GIVEN REQUEST — Tally the lines in the records below that contain the string "above" and report only the resulting number.

========

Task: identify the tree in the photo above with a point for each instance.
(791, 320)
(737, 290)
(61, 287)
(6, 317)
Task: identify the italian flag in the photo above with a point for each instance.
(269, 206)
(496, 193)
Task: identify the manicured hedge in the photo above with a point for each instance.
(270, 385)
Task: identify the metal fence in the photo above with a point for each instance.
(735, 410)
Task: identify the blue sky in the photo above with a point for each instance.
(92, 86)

========

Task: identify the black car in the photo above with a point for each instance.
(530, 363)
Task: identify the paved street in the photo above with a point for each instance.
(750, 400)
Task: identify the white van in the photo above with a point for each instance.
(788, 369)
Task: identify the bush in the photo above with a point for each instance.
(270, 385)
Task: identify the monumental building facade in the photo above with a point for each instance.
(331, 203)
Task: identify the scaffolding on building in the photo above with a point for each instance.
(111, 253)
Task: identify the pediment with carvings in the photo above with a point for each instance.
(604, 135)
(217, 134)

========

RESPONSE BELOW — 12